**WRITTEN TASK:** Please write out the lines below word for word, with nothing changed.

**DATA IN THIS EXERCISE:**
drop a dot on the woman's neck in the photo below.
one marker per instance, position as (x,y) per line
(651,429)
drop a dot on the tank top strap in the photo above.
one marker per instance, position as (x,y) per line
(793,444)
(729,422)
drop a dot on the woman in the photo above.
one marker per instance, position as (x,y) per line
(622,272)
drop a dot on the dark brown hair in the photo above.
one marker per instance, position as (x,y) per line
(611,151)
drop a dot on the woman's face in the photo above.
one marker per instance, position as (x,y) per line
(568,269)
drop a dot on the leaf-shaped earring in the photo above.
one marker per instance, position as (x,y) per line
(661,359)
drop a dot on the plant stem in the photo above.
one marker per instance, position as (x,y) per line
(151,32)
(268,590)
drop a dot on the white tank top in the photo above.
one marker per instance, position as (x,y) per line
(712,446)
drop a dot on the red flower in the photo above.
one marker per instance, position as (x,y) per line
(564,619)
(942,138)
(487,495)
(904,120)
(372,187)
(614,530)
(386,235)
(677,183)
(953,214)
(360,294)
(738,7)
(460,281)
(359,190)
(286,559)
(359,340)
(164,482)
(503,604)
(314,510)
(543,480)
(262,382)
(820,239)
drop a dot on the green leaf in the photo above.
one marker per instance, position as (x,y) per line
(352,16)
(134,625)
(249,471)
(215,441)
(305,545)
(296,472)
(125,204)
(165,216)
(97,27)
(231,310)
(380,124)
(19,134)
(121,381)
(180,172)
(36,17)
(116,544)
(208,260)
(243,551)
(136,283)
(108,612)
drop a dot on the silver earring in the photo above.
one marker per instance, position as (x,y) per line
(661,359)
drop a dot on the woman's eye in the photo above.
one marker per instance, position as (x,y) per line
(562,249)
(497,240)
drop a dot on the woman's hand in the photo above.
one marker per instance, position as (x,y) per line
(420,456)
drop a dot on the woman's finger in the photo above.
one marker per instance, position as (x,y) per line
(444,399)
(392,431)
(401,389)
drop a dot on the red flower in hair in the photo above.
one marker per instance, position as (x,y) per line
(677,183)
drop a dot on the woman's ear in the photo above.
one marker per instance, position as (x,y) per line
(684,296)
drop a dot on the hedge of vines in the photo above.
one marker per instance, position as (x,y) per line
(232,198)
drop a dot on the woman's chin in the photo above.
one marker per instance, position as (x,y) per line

**WRITTEN REPLY:**
drop a dot on the woman's neck in the photo below.
one marker per instance, position as (x,y) per line
(651,429)
drop a dot on the tank top strap in the photo above.
one marker per instance, position as (x,y) per line
(793,444)
(729,422)
drop a dot on the woman in the photo above.
one marker per instance, position as (x,y) per line
(622,272)
drop a dot on the dark brown hair in the photo above.
one marker per instance, position as (x,y) per line
(611,151)
drop a dot on the woman's face in the photo above.
one marker per instance, position as (x,y) per line
(568,269)
drop a dot on the leaf-shaped earring in the photo above.
one marker per instance, position as (x,y) per line
(661,359)
drop a dot on the plant stem in the photo above.
one marker per instance, position as (x,y) per line
(151,32)
(268,590)
drop a dot on the white tank top in the photo above.
one marker per instance, position as (x,y) per line
(712,446)
drop a dot on the red flower in the photo above.
one marker per instance, position as (x,y) per line
(564,619)
(942,138)
(487,495)
(904,120)
(372,187)
(614,530)
(386,235)
(677,183)
(953,214)
(360,294)
(738,7)
(460,281)
(359,190)
(286,559)
(359,340)
(164,482)
(503,604)
(314,510)
(543,480)
(262,382)
(820,239)
drop a dot on the green leaf in the photo above.
one marker per instance, position as (x,y) per line
(352,16)
(134,625)
(249,471)
(215,441)
(305,545)
(296,472)
(125,204)
(165,216)
(97,27)
(231,310)
(380,124)
(19,134)
(121,381)
(180,172)
(36,17)
(116,544)
(208,260)
(243,551)
(136,283)
(108,612)
drop a dot on the silver earring in the photo above.
one marker per instance, position as (x,y) per line
(661,359)
drop a dot on the woman's eye in the photo above.
one marker per instance, position as (x,y) per line
(562,249)
(497,240)
drop a dot on the woman's hand in the photo above.
one marker per instance, position as (x,y) per line
(420,456)
drop a dot on the woman's finger in the photo above.
one marker per instance, position as (x,y) per line
(444,399)
(392,431)
(401,389)
drop a dot on the red flower in hair in the photo above.
one marker per instance, position as (x,y) per line
(677,183)
drop a dot on the woman's ear in the photo above.
one marker per instance, position as (x,y) per line
(684,296)
drop a dot on the hedge of vines in the photo above.
one marker per instance, position as (x,y) per line
(232,198)
drop a dot on the woman's chin in the photo above.
one marker per instance, position as (x,y) per line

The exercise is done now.